> **ASSIGNMENT**
Give back all of the data, word for word.

> **RAW DATA**

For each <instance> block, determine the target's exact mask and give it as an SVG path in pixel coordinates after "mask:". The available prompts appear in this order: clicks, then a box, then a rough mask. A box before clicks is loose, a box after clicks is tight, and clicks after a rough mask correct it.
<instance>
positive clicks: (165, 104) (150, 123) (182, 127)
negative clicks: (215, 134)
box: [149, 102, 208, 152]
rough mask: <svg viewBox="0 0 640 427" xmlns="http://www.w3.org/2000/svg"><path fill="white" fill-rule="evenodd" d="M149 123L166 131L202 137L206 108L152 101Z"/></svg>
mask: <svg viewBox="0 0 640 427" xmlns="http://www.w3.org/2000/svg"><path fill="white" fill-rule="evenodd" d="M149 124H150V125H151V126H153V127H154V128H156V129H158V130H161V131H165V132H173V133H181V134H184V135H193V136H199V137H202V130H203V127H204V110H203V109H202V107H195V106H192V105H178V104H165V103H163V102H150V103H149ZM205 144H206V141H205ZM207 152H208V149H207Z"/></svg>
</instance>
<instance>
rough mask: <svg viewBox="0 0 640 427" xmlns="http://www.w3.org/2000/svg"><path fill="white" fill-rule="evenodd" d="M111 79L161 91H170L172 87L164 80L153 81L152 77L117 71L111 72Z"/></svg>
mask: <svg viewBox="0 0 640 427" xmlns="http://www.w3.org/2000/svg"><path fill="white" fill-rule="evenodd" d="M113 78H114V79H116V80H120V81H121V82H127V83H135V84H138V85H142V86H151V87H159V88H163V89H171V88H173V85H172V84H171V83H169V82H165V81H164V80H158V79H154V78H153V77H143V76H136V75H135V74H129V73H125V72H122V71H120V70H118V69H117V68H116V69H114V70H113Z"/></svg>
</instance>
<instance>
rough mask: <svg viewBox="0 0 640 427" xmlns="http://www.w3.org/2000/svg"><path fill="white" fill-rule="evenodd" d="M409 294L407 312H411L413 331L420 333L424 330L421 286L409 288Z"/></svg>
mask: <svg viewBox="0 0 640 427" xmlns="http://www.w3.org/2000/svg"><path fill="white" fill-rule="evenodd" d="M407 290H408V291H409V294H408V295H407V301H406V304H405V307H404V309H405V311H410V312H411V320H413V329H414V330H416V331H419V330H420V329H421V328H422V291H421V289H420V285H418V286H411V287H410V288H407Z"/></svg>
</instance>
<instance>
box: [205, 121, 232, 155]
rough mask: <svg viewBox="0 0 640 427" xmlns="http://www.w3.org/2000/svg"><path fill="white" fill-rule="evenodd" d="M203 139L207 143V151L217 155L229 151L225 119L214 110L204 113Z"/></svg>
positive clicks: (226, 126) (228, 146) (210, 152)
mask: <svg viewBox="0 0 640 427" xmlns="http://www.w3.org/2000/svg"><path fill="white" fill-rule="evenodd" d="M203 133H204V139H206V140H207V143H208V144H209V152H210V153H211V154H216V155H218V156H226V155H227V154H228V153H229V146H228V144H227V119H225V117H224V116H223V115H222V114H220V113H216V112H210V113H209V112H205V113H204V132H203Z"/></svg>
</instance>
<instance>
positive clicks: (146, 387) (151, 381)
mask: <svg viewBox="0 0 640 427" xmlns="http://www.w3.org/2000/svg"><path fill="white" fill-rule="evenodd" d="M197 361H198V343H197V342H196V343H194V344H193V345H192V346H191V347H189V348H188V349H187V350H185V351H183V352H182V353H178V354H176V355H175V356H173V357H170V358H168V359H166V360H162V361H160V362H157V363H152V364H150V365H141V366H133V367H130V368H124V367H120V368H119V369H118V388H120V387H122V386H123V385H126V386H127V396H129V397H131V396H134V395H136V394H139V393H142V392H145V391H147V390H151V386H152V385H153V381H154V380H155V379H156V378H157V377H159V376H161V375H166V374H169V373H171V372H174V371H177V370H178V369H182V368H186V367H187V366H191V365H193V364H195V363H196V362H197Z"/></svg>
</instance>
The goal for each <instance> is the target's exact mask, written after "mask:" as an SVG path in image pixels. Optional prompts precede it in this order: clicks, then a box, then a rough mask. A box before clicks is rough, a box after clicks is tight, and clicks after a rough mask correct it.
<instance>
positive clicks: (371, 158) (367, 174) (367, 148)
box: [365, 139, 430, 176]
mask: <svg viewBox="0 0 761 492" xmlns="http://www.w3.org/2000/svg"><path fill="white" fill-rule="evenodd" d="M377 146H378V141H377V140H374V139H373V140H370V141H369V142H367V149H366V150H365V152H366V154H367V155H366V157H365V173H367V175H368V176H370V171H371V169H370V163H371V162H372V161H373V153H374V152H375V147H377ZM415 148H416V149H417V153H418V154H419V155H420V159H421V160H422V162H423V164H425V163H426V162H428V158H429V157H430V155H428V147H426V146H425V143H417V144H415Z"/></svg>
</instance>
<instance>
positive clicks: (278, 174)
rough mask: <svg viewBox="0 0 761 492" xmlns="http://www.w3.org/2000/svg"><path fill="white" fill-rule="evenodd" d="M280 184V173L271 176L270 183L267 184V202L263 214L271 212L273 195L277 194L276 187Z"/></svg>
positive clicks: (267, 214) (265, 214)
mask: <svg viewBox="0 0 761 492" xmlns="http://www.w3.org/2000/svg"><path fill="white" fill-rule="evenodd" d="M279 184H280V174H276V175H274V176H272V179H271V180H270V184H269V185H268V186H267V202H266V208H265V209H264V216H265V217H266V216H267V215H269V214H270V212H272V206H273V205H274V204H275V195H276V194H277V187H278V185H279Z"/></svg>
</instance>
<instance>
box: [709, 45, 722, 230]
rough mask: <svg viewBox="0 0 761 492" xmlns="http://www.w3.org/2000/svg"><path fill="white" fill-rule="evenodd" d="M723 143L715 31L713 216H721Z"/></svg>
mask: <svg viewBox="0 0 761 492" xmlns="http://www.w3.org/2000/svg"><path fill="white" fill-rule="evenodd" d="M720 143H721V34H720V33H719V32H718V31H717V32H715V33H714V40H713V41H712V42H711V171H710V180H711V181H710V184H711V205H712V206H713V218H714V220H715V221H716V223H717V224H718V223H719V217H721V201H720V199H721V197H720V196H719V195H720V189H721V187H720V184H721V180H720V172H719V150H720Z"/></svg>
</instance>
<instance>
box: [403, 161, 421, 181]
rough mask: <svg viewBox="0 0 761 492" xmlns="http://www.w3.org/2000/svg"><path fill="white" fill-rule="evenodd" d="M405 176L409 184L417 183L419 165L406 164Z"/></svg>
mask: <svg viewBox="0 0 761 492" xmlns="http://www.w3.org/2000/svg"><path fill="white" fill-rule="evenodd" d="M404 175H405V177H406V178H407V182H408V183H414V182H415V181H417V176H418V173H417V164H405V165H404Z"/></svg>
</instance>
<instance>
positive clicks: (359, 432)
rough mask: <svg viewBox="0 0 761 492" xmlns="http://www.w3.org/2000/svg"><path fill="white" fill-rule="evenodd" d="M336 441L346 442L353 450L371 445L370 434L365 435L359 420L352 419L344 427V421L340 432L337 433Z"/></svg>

> **OUTPUT FOR THIS EXERCISE**
For each <instance> block, determine the target's exact mask and give it as an SVG path in pixel coordinates after "mask:". The available prompts appear in this order: clicks, then a box, then a rough mask. A box before clicks is loose, a box after clicks is tight, and clicks after a rough mask correct it.
<instance>
positive clicks: (165, 104) (150, 123) (182, 127)
negative clicks: (215, 134)
box: [149, 102, 208, 152]
rough mask: <svg viewBox="0 0 640 427" xmlns="http://www.w3.org/2000/svg"><path fill="white" fill-rule="evenodd" d="M149 123L166 131L202 137L206 108L152 101Z"/></svg>
mask: <svg viewBox="0 0 640 427" xmlns="http://www.w3.org/2000/svg"><path fill="white" fill-rule="evenodd" d="M149 124H150V125H151V126H153V127H154V128H156V129H158V130H161V131H165V132H173V133H181V134H184V135H193V136H199V137H202V130H203V127H204V110H203V109H202V107H195V106H192V105H178V104H165V103H163V102H150V103H149ZM205 144H206V141H205ZM207 152H208V149H207Z"/></svg>
</instance>
<instance>
rough mask: <svg viewBox="0 0 640 427" xmlns="http://www.w3.org/2000/svg"><path fill="white" fill-rule="evenodd" d="M111 79L161 91H170L172 87L164 80L153 81L152 77L117 71L111 72Z"/></svg>
mask: <svg viewBox="0 0 640 427" xmlns="http://www.w3.org/2000/svg"><path fill="white" fill-rule="evenodd" d="M113 78H114V79H116V80H120V81H121V82H127V83H135V84H138V85H142V86H151V87H159V88H163V89H171V88H173V85H172V84H171V83H169V82H165V81H164V80H158V79H154V78H153V77H143V76H136V75H135V74H129V73H125V72H122V71H120V70H118V69H117V68H116V69H114V70H113Z"/></svg>
</instance>
<instance>
rough mask: <svg viewBox="0 0 640 427" xmlns="http://www.w3.org/2000/svg"><path fill="white" fill-rule="evenodd" d="M409 294L407 312H411L413 331L420 333L424 330L421 286L409 288Z"/></svg>
mask: <svg viewBox="0 0 640 427" xmlns="http://www.w3.org/2000/svg"><path fill="white" fill-rule="evenodd" d="M407 290H408V291H409V294H408V295H407V301H406V304H405V307H404V309H405V311H410V312H411V320H413V329H414V330H416V331H419V330H420V329H421V328H422V291H421V289H420V285H418V286H411V287H410V288H407Z"/></svg>
</instance>
<instance>
box: [205, 121, 232, 155]
rough mask: <svg viewBox="0 0 640 427" xmlns="http://www.w3.org/2000/svg"><path fill="white" fill-rule="evenodd" d="M203 139L207 143V151L217 155L229 151L225 119L214 110L204 113Z"/></svg>
positive clicks: (226, 126) (228, 146) (210, 152)
mask: <svg viewBox="0 0 640 427" xmlns="http://www.w3.org/2000/svg"><path fill="white" fill-rule="evenodd" d="M203 133H204V139H206V140H207V143H208V144H209V152H210V153H211V154H216V155H218V156H226V155H227V154H228V153H229V146H228V144H227V119H225V117H224V116H223V115H222V114H220V113H216V112H210V113H209V112H205V113H204V132H203Z"/></svg>
</instance>
<instance>
positive clicks: (146, 387) (151, 381)
mask: <svg viewBox="0 0 640 427" xmlns="http://www.w3.org/2000/svg"><path fill="white" fill-rule="evenodd" d="M197 361H198V343H197V342H196V343H194V344H193V345H192V346H191V347H189V348H188V349H187V350H185V351H183V352H182V353H178V354H176V355H175V356H173V357H170V358H168V359H166V360H162V361H160V362H157V363H152V364H150V365H141V366H133V367H130V368H124V367H120V368H119V369H118V388H120V387H122V386H123V385H126V386H127V396H129V397H131V396H134V395H136V394H139V393H142V392H145V391H147V390H151V386H152V385H153V381H154V380H155V379H156V378H157V377H159V376H161V375H166V374H169V373H171V372H174V371H177V370H178V369H182V368H186V367H187V366H191V365H193V364H195V363H196V362H197Z"/></svg>
</instance>
The goal for each <instance> is the target's exact mask, written after "mask:" as an SVG path in image pixels. Optional prompts precede it in this order: clicks, then a box, then a rough mask. A box before clicks is rough, a box after clicks is tight, and clicks after a rough mask correct it.
<instance>
positive clicks: (371, 158) (367, 174) (367, 148)
box: [365, 139, 430, 176]
mask: <svg viewBox="0 0 761 492" xmlns="http://www.w3.org/2000/svg"><path fill="white" fill-rule="evenodd" d="M377 146H378V141H377V140H374V139H373V140H370V141H369V142H367V149H366V150H365V152H366V154H367V155H366V157H365V173H367V175H368V176H370V171H371V169H370V163H371V162H372V161H373V153H374V152H375V147H377ZM415 148H416V149H417V153H418V154H419V155H420V159H421V160H422V162H423V164H425V163H426V162H428V158H429V157H430V155H428V147H426V146H425V143H417V144H415Z"/></svg>
</instance>
<instance>
positive clicks: (278, 174)
rough mask: <svg viewBox="0 0 761 492" xmlns="http://www.w3.org/2000/svg"><path fill="white" fill-rule="evenodd" d="M280 184V173L271 176L270 183L267 184V202L263 214L271 212L273 195L277 194L276 187Z"/></svg>
positive clicks: (267, 214) (265, 214)
mask: <svg viewBox="0 0 761 492" xmlns="http://www.w3.org/2000/svg"><path fill="white" fill-rule="evenodd" d="M279 184H280V174H276V175H274V176H272V179H271V180H270V184H269V185H268V186H267V202H266V208H265V209H264V216H265V217H266V216H267V215H269V214H270V212H272V206H273V205H274V204H275V195H276V194H277V187H278V185H279Z"/></svg>
</instance>
<instance>
box: [709, 45, 722, 230]
rough mask: <svg viewBox="0 0 761 492" xmlns="http://www.w3.org/2000/svg"><path fill="white" fill-rule="evenodd" d="M723 143L715 31L713 216H721Z"/></svg>
mask: <svg viewBox="0 0 761 492" xmlns="http://www.w3.org/2000/svg"><path fill="white" fill-rule="evenodd" d="M720 143H721V34H720V33H719V32H718V31H717V32H715V33H714V40H713V41H712V42H711V171H710V180H711V181H710V184H711V205H712V206H713V218H714V220H715V221H716V223H717V224H718V223H719V217H721V201H720V199H721V197H720V196H719V195H720V189H721V187H720V184H721V180H720V172H719V150H720Z"/></svg>
</instance>
<instance>
box: [403, 161, 421, 181]
rough mask: <svg viewBox="0 0 761 492" xmlns="http://www.w3.org/2000/svg"><path fill="white" fill-rule="evenodd" d="M405 176L409 184L417 183L419 165L406 164Z"/></svg>
mask: <svg viewBox="0 0 761 492" xmlns="http://www.w3.org/2000/svg"><path fill="white" fill-rule="evenodd" d="M404 175H405V177H406V178H407V182H408V183H414V182H415V181H417V176H418V173H417V164H405V165H404Z"/></svg>
</instance>
<instance>
positive clicks: (359, 432)
rough mask: <svg viewBox="0 0 761 492" xmlns="http://www.w3.org/2000/svg"><path fill="white" fill-rule="evenodd" d="M336 441L346 442L353 450L371 445L370 434L365 435L359 420L352 419L344 427V421L340 432L337 433Z"/></svg>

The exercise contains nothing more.